== Given task ==
Pull out every line in the records below that contains the word "Which", and copy each one without changes.

== Dataset records ==
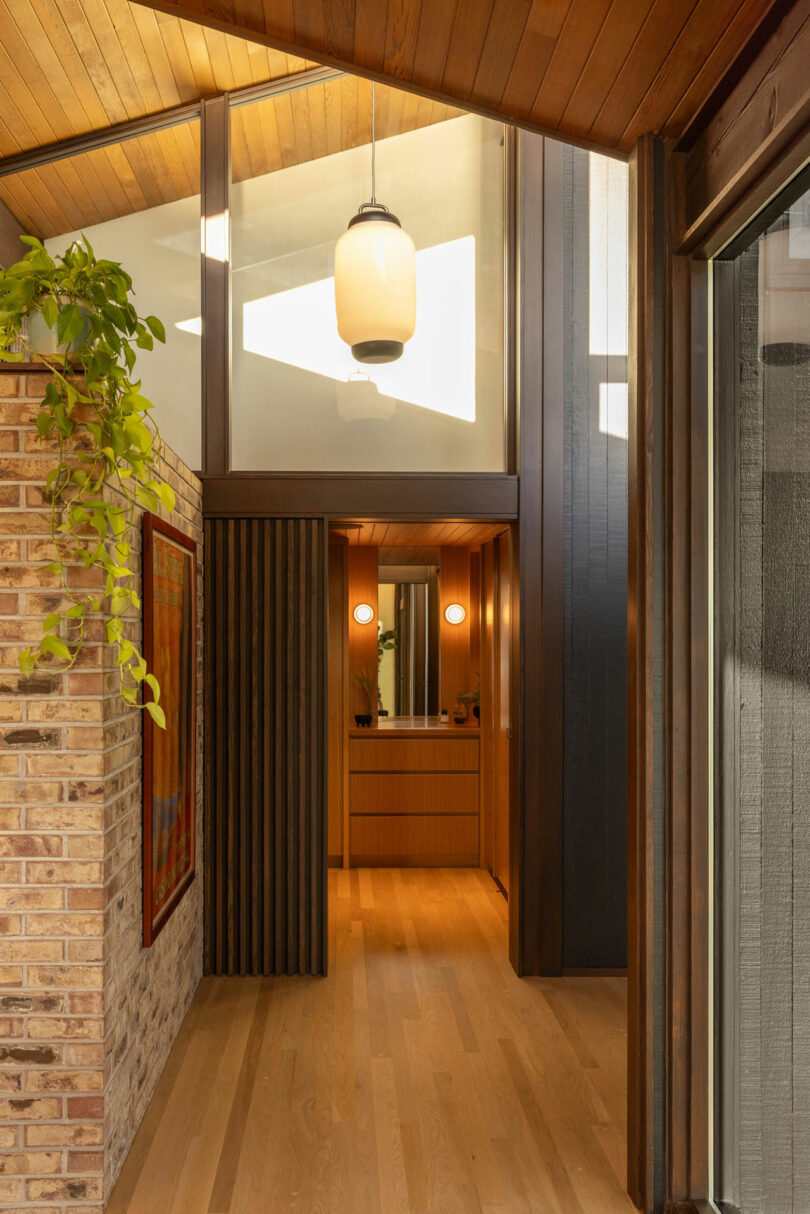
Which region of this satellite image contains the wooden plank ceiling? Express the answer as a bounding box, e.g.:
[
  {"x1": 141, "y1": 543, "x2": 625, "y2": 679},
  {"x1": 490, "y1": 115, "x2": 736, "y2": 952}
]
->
[
  {"x1": 0, "y1": 66, "x2": 459, "y2": 237},
  {"x1": 329, "y1": 518, "x2": 508, "y2": 553},
  {"x1": 134, "y1": 0, "x2": 783, "y2": 152}
]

== Finished exercise ==
Which region of this satellite image contains the wooden plank ceiling? Express the answer as a bounding box, e.g.:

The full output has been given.